● **Dataset excerpts**:
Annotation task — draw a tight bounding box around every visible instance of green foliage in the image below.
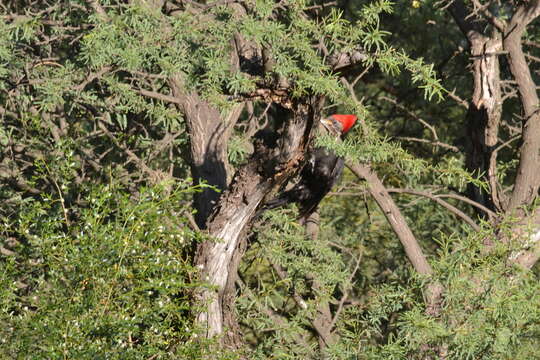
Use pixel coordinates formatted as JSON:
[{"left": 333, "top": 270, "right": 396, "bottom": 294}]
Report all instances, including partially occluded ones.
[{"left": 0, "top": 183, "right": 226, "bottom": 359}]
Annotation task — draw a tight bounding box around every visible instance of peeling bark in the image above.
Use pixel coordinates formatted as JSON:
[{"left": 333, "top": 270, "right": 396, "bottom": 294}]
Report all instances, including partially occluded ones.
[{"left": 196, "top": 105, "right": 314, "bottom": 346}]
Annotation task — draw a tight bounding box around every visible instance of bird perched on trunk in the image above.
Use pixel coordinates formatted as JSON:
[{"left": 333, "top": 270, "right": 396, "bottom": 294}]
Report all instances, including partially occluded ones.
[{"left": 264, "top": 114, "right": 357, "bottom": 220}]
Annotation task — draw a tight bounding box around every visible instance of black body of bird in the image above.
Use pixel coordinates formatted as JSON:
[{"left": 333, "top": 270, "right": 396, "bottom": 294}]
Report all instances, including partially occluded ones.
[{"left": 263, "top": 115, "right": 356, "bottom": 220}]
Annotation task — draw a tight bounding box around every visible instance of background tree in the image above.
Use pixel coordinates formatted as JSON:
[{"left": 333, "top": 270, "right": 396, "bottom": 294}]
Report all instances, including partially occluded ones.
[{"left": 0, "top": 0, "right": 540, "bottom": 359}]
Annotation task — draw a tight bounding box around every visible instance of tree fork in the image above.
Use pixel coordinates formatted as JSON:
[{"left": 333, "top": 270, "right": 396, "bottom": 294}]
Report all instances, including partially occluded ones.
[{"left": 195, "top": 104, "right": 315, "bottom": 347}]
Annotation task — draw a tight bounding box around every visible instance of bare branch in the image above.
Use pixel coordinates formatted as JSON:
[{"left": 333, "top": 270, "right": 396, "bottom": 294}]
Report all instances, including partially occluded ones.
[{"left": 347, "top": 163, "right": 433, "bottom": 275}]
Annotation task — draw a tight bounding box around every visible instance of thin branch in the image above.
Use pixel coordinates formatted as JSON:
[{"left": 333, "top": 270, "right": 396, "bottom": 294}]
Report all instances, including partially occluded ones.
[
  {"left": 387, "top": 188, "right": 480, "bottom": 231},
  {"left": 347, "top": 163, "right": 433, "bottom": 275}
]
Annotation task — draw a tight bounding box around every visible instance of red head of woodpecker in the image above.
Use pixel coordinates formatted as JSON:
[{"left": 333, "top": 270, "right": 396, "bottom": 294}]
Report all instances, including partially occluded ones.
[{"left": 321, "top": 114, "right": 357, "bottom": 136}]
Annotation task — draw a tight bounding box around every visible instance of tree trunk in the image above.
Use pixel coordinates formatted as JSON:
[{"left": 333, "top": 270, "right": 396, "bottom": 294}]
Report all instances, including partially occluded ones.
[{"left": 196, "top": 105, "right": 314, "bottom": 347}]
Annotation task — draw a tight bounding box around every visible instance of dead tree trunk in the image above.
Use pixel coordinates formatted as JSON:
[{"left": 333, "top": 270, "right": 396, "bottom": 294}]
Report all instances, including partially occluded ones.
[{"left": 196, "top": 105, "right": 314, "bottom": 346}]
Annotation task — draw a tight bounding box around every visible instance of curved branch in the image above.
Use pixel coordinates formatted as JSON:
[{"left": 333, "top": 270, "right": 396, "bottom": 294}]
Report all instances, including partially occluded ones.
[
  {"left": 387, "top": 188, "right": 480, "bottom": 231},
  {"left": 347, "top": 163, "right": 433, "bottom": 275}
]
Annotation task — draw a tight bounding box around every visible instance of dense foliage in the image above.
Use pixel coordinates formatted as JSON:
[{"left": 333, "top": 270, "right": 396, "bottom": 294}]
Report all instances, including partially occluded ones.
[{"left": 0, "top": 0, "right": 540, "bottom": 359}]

● **Direction**: Go through the rows above and copy out every line that contains the word "tree".

● **Final answer**:
Annotation task — draw a tight bounding box around every visible instance of background tree in the image above.
Annotation task — draw a tight bounding box around every visible instance of tree fork in the image above.
Annotation task — draw a tight bounding box around every visible instance of tree trunk in the image above.
Annotation task — draw a tight bounding box around every visible instance of dead tree trunk in the image above.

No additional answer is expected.